[BEGIN INPUT]

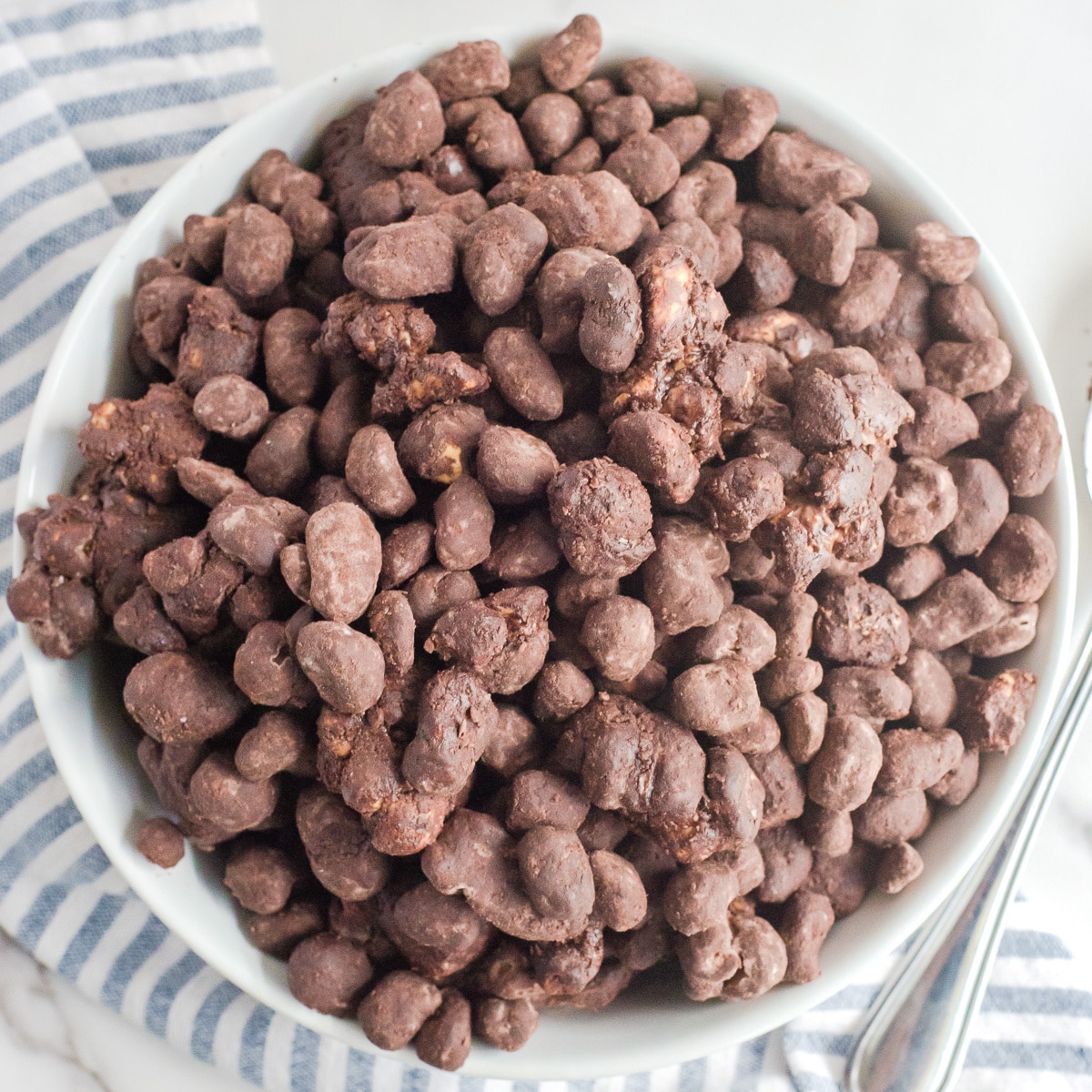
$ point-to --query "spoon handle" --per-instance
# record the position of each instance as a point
(918, 1029)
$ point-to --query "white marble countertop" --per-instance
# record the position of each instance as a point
(993, 98)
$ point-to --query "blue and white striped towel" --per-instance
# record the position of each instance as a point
(99, 102)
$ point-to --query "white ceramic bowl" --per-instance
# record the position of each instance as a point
(93, 745)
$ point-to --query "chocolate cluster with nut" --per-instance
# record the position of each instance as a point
(557, 538)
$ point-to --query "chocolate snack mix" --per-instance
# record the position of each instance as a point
(558, 536)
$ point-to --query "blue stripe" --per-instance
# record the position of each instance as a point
(47, 315)
(207, 1019)
(359, 1070)
(1040, 1000)
(818, 1042)
(151, 148)
(16, 399)
(33, 773)
(30, 135)
(252, 1046)
(693, 1076)
(15, 83)
(167, 989)
(10, 677)
(814, 1082)
(22, 716)
(119, 104)
(63, 180)
(88, 866)
(1032, 944)
(749, 1063)
(305, 1059)
(86, 14)
(10, 461)
(54, 244)
(90, 935)
(168, 45)
(129, 205)
(136, 955)
(1057, 1057)
(37, 838)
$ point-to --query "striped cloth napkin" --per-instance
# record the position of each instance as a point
(99, 102)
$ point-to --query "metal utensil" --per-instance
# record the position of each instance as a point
(918, 1027)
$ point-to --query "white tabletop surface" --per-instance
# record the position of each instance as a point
(993, 98)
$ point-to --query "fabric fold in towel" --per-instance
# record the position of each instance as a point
(99, 103)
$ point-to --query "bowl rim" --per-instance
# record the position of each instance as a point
(738, 1025)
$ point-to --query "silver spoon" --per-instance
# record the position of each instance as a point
(917, 1031)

[END INPUT]

Show every line in the records above that contains the word "spoon", copying each one in full. Only count matches with the same uppercase and lowercase letters.

• TASK RESPONSE:
$ point-to --query "spoon handle" --per-instance
$ point-to --query "silver spoon" --per-instance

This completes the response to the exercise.